Task details :: Turn all the rows below into a JSON array of strings, one string per line, leaving out any blank lines.

Information given ::
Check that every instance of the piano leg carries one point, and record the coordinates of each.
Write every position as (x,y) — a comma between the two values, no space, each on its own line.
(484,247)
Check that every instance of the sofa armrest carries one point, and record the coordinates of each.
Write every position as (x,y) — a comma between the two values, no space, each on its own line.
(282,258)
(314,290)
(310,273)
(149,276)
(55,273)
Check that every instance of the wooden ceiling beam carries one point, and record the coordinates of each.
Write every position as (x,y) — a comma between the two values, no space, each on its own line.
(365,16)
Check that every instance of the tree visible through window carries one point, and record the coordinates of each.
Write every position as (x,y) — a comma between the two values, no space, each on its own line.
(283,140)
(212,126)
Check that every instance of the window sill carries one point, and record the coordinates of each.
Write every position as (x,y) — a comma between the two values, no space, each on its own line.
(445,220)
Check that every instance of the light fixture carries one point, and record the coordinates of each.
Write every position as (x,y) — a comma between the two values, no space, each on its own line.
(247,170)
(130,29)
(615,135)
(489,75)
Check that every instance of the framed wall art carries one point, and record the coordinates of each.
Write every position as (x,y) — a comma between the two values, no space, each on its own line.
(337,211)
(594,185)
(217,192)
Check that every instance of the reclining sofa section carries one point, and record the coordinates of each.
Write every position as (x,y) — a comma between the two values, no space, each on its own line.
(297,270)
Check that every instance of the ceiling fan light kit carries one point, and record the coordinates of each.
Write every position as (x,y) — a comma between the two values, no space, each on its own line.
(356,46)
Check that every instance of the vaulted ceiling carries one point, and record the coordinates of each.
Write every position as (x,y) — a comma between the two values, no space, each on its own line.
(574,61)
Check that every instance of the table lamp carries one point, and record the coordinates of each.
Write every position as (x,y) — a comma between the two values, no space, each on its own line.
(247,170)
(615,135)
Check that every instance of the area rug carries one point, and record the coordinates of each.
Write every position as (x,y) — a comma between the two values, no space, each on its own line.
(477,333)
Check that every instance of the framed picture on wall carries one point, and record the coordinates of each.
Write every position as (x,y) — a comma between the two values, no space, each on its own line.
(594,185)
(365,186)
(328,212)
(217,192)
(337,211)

Reply ::
[
  "Check that every instance of the piano leg carries one point, and record the coordinates of each.",
  "Write every position as (x,y) — a comma between the two values, no space, each on its own line.",
  "(484,247)",
  "Check that every instance of the sofa armrest carries one point, and record the coordinates of each.",
  "Write every position as (x,y) — a comma between the two values, no space, each on its own line.",
  "(282,258)",
  "(314,290)",
  "(310,273)",
  "(149,276)",
  "(55,273)",
  "Check that every instance of the wooden ceiling beam carries one point, and record the coordinates of each.",
  "Write every position as (x,y) — a comma between the two values, no space, each on its own line.",
  "(365,16)",
  "Check that every instance of the tree visible through window carries one point, and record the coordinates of each.",
  "Write every position as (x,y) — a comma between the two values, no space, each on its own line.",
  "(283,140)",
  "(212,126)",
  "Check that every instance of the window sill carries one point, and record the coordinates of each.",
  "Write every position as (x,y) — a comma between the two values, no space, each on its own line.",
  "(445,220)",
  "Check that every instance of the light fixture carries one point, and record the coordinates of each.",
  "Write every position as (x,y) — a comma between the two values, no space, each on its own line.",
  "(247,170)",
  "(130,29)",
  "(615,135)",
  "(489,75)",
  "Check that every instance of the framed wall art carries one point, and record the coordinates of each.",
  "Write every position as (x,y) — a comma between the two values, no space, each on its own line.",
  "(337,211)",
  "(594,185)",
  "(217,192)",
  "Check that every instance of the reclining sofa section carries one point, and record the coordinates of each.",
  "Write every position as (x,y) — a comma between the two values, no space, each on its own line.",
  "(297,270)",
  "Check that every instance of the ceiling fan light kit carries one point, and record the coordinates of each.",
  "Write every position as (x,y) — a comma between the two values, no space, each on its own line.",
  "(356,46)",
  "Check that every instance of the vaulted ceiling carries one point, and record the coordinates of each.",
  "Write every position as (x,y) — a comma between the two values, no space, each on its own line.",
  "(574,61)",
  "Check that every instance of the table lamp carries one point, and record the coordinates of each.",
  "Write every position as (x,y) — a comma between the two values, no space, each on its own line.",
  "(247,170)",
  "(615,135)",
  "Check that every instance of the area rug carries one point, and record the coordinates of each.",
  "Write every position as (x,y) — a comma between the two values, no space, each on its own line.",
  "(477,333)",
  "Check that every instance of the framed picture on wall carries one point, and record the coordinates of each.",
  "Write every position as (x,y) — a comma between the two values, no space, each on its own line.",
  "(594,185)",
  "(365,186)",
  "(328,212)",
  "(217,192)",
  "(337,211)"
]